◆ STATED EXERCISE: Extract every line below, verbatim.

◆ RECORDS SHOWN:
++++++++++

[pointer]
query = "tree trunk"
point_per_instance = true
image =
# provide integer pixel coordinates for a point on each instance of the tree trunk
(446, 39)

++++++++++

◆ ANSWER BELOW:
[pointer]
query = "tree trunk"
point_per_instance = true
image =
# provide integer pixel coordinates for a point on each instance of the tree trunk
(446, 39)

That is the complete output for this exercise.